* Tu objetivo *
Continúa la reseña de la película «Espíritu Sagrado» a partir de su última oración.

* Texto *
──────────────────────────────

“Lo bueno de tener un hijo subnormal es que no tienes que preocuparte de que te lo roben. Lo malo es que es subnormal”
Esta frase da comienzo a la película “Espíritu Sagrado” de García Ibarra y, de alguna manera, presenta a los personajes que veremos en pantalla. En efecto, la película trata sobre las creencias de un grupo de tontos, de ilusos, de subnormales, que están convencidos de que se avecina una aparición extraterrestre que cambiará el destino de la humanidad. Durante toda la película veremos a este grupo de idiotas buscando estúpidas explicaciones para los fenómenos cotidianos, enseñando sus estúpidos tatuajes de abducciones, usando estúpidos alias como “cosmic faraón”, dando estúpidas respuestas a estúpidas preguntas, sacándose estúpidas selfies frente a la tumba del maestro que los instruyó en las estúpidas teorías de la vida extraterrestre (y que ellos, a causa de su enorme estupidez, tomaron como norte, a falta de otra brújula que le dé sentido a sus estúpidas vidas).
Sin embargo, son pocas las veces que la película se contagia de esa estupidez de la que es testigo. El realizador toma distancia de esos personajes fríos, inexpresivos, torpes, a través de una sucesión de planos fijos rigurosamente pensados y de una evidente prolijidad que no podrían encontrarse más a las antípodas de los ridículos pensamientos de sus retratados. Se genera así un distanciamiento entre el representante y lo representado que conduce invariablemente a la risa. Pero, como diría alguna irritante maestra jardinera, esa risa no se genera en complicidad con los personajes, sino que se da a partir de ellos. Es la risa que le genera a un escéptico astuto las ideas de un creyente iluso. El autor parece estar mirando a sus personajes desde arriba del “banquito” de la razón.

──────────────────────────────

* Datos registrados *
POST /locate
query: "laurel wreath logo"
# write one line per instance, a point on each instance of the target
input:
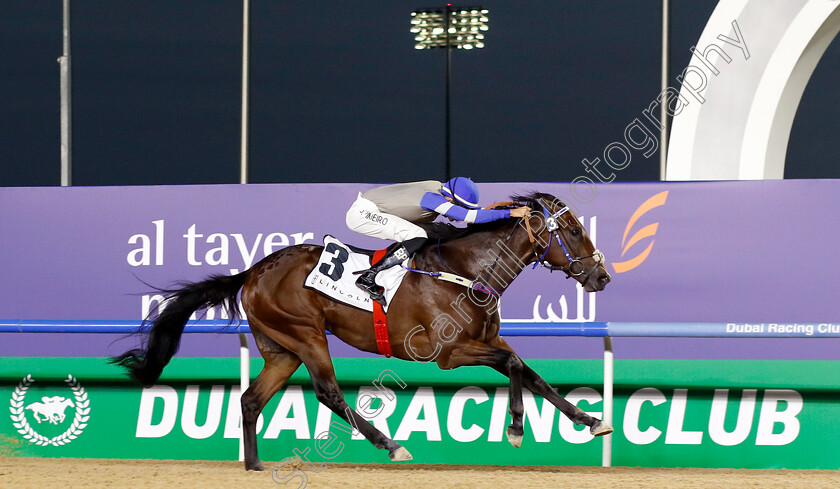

──────────────────────────────

* Resultado *
Son muy pocas las veces en las que el director se rebaja a la altura de sus personajes y, paradójicamente, esas secuencias constituyen los puntos más altos de la película. Esto sucede, por ejemplo, cuando por un motivo que en un principio desconocemos, José Manuel, protagonista de la película y ferviente creyente de la teoría alienígena, se dirige hacia el monte. José Manuel pasa por debajo de un puente rutero y la cámara, por primera vez, se independiza de su fijeza calculada y arremete con un zoom in. Paralelamente comienza a sonar una música incidental, que nos hace acordar a las estridentes composiciones de las películas de Carpenter. Acto seguido y gracias a la notable desprolijidad que solo un idiota podría poner en pantalla, vemos un travelling hecho con una cámara en mano que acompaña torpemente el caminar de José Manuel por el monte. La cámara se mueve desprolija e incluso se cuelan unos flares que trazan una molesta diagonal en la imagen. La música es interrumpida repentinamente por el sonido de unos pasos y José Manuel abandona el encuadre despavorido. Luego de unos segundos de encuadre vacío, vemos pasar a un grupo de trekking con sus varillas y sus remeras combinadas. Hacen un largo trecho y cuando se pierden por el horizonte, José Manuel vuelve a la pantalla y la música incidental vuelve a sonar. Aquí vemos como la película abandona su calculada puesta en escena y comienza a contagiarse de la torpeza y la estupidez de los movimientos de su protagonista ¡Ay! ¡Dichoso sea el poder de los idiotas! ¡Qué puede ver un tercer ojo en los bordes de un túnel! ¡Qué pueden ver los peligros del mundo que se hallan detrás de un grupo de trekking! ¡Qué pueden transformar a la música en la más honrada cara de la estupidez!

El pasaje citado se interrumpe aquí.